TEXTE ÉTUDIÉ>
▬▬▬▬▬▬

Votre programmation est très pluridisciplinaire, avec du théâtre, de la danse, du clown, du cirque, de la musique…
C’est demandé aux scènes nationales. Je suis très heureux de découvrir des spectacles épatants dans ces domaines. Il y a une grande dynamique dans tous ces arts. Tout cela est regroupé sous l’appellation « art vivant ». C’est une façon de se retrouver ensemble et de partager un moment au présent. Cette joie profonde du partage est irremplaçable.

Cette saison, vous proposerez de nombreux grands noms et textes : Jules Verne, Molière, Racine, Melquiot, de Vigan, Bergman, Grimm, Emma Dante, Kery James, Preljocaj, Boujenah, Kelemenis, Foenkinos, et j’en passe…
Nous cherchons un équilibre entre des classiques et des découvertes, afin que le public se sente en terrain connu, tout en favorisant l’envie de découvrir. Nous démarrerons fin septembre avec un spectacle coproduit par Châteauvallon-Liberté et dans lequel je joue, sur les œuvres de Bergman, mises en scène par Ivo van Hove, « Après la répétition » et « Persona ». Ces pièces abordent des thèmes puissants tels que l’amour, la passion artistique et le pouvoir du théâtre. Nous recevons de nouveau certains fidèles comme Cervantes, Emma Dante ou Kelemenis. Nous proposons d’ailleurs beaucoup de danse cette année. Michel Boujenah sera de retour également. « 20000 Lieues sous les mers », quant à elle, est une pièce que nous souhaitions présenter depuis longtemps. Nous avons également prévu des découvertes que nous voulons partager avec le public. Notre objectif est de faire en sorte que tout le monde puisse être heureux. Une scène nationale, ce n’est pas seulement une programmation, c’est un rapport au monde, et nous voulons que les gens s’approprient notre théâtre et continuer à défendre l’exception culturelle, contre le consumérisme ambiant. Les scènes nationales, les théâtres, les opéras, tous sont confrontés à des difficultés financières. Il faudra que les tutelles et l’État prennent position. Cette année, nous avons fait beaucoup d’efforts pour veiller à ce que les moyens accordés aux artistes ne diminuent pas trop. Une institution comme la nôtre ne peut pas fonctionner si elle n’est pas soutenue dans une économie d’exception culturelle. Nous ne sommes pas là pour faire du commerce, c’est pourquoi nous bénéficions de subventions.

Pouvez-vous nous détailler les Thémas de cette année : « Y croire », « Couples » et « Oh ! Travail » ?

▬▬▬▬▬▬

DONNÉES FOURNIES>
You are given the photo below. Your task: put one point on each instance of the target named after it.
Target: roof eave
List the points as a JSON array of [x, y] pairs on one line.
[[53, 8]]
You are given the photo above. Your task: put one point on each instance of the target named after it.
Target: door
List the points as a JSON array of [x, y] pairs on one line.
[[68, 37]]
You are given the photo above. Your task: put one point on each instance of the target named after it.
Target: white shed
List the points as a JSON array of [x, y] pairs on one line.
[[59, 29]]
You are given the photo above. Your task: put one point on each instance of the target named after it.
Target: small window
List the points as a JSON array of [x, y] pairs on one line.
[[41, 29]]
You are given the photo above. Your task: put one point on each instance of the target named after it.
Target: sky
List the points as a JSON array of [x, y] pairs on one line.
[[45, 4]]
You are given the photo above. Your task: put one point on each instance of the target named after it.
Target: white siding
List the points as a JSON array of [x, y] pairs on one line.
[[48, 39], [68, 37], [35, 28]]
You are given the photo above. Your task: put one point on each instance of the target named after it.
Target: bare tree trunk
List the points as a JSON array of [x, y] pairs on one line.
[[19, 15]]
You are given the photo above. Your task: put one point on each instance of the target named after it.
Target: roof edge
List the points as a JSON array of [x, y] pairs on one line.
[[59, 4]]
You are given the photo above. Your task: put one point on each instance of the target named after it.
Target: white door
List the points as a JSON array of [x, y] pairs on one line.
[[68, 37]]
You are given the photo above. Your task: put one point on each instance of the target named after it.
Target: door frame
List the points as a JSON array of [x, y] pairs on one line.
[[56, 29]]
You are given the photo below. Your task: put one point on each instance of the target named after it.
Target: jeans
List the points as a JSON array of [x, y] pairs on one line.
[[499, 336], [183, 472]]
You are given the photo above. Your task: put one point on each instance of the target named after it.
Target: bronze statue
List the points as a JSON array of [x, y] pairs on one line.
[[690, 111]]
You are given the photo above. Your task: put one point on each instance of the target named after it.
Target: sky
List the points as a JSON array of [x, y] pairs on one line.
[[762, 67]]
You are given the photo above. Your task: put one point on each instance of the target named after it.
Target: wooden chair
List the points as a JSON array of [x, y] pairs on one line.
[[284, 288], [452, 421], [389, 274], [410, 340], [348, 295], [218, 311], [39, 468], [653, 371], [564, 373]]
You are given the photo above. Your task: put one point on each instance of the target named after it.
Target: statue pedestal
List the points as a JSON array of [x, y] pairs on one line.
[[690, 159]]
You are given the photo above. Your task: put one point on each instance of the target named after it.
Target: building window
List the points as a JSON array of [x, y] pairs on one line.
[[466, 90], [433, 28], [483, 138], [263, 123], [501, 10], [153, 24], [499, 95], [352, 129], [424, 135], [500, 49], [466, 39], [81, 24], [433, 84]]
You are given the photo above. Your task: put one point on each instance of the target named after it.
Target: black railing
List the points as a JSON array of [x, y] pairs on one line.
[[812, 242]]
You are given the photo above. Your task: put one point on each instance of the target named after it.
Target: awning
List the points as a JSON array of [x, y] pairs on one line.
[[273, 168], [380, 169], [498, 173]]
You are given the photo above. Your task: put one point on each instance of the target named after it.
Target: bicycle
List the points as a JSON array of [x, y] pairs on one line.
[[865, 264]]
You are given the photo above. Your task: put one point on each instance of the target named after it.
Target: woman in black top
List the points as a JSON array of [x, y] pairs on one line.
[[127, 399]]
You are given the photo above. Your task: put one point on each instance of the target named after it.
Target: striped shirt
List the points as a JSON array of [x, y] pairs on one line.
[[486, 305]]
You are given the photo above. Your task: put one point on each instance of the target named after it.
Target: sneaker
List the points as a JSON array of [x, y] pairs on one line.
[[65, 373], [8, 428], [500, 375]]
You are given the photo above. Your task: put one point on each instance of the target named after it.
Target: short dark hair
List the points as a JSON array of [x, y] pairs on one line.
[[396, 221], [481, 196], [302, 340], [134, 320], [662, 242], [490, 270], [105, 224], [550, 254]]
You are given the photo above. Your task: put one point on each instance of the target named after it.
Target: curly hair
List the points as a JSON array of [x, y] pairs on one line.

▬▬▬▬▬▬

CONSIGNES>
(A) D'après l'entretien sur la saison, qui met en scène les œuvres de Bergman présentées fin septembre ?
(B) Recopiez fidèlement le passage de l'entretien sur la saison qui va de « Votre programmation est » à « partage est irremplaçable. ».
(C) Prolongez l'entretien sur la saison à partir de l'endroit où il s'arrête.
Les données n'interviennent pas ici.

RÉPONSES>
(A) Les œuvres de Bergman sont mises en scène par Ivo van Hove.

(B)
Votre programmation est très pluridisciplinaire, avec du théâtre, de la danse, du clown, du cirque, de la musique…
C’est demandé aux scènes nationales. Je suis très heureux de découvrir des spectacles épatants dans ces domaines. Il y a une grande dynamique dans tous ces arts. Tout cela est regroupé sous l’appellation « art vivant ». C’est une façon de se retrouver ensemble et de partager un moment au présent. Cette joie profonde du partage est irremplaçable.

(C)
« Y croire » n’aborde pas seulement la croyance religieuse, mais aussi la perte de sens dans nos sociétés, où l’on se demande à quoi croire encore. Dans « Après la répétition/Persona », le metteur en scène croit au pouvoir du théâtre. Pour moi, le théâtre est aussi une religion, un rapport à Dieu, au mystère infini. Au-delà des spectacles, nous aurons une rencontre entre Boris Cyrulnik et Delphine Horvilleur. Le Théma « Couples » aborde les relations familiales, l’amour… Quant à « Oh ! travail » c’est un sujet de société. Depuis la pandémie de COVID-19, notre rapport au travail a changé, et nous nous interrogeons sur son évolution. C’est dans ce Théma que nous organiserons cette année « Courts-métrages en Liberté », des ateliers avec des enfants pour réaliser des œuvres de cinéma. Avec Philippe Collin, nous proposons aussi « Léon Blum, une vie héroïque ». C’est Blum qui a posé les jalons des congés payés et de la réduction du temps de travail. C’est un événement théâtral participatif, qui a été une grande réussite lors du Printemps des Comédiens.

Vous organisez également de nouveau l’événement « Passion Bleue »…
C’est aujourd’hui une thématique récurrente, autour d’un sujet magnifique sur les océans et la mer, qui sont vitaux et passionnants, et qui sont dans notre ADN. Nous voulons mélanger les gens, scientifiques, marins, pêcheurs, militaires, artistes….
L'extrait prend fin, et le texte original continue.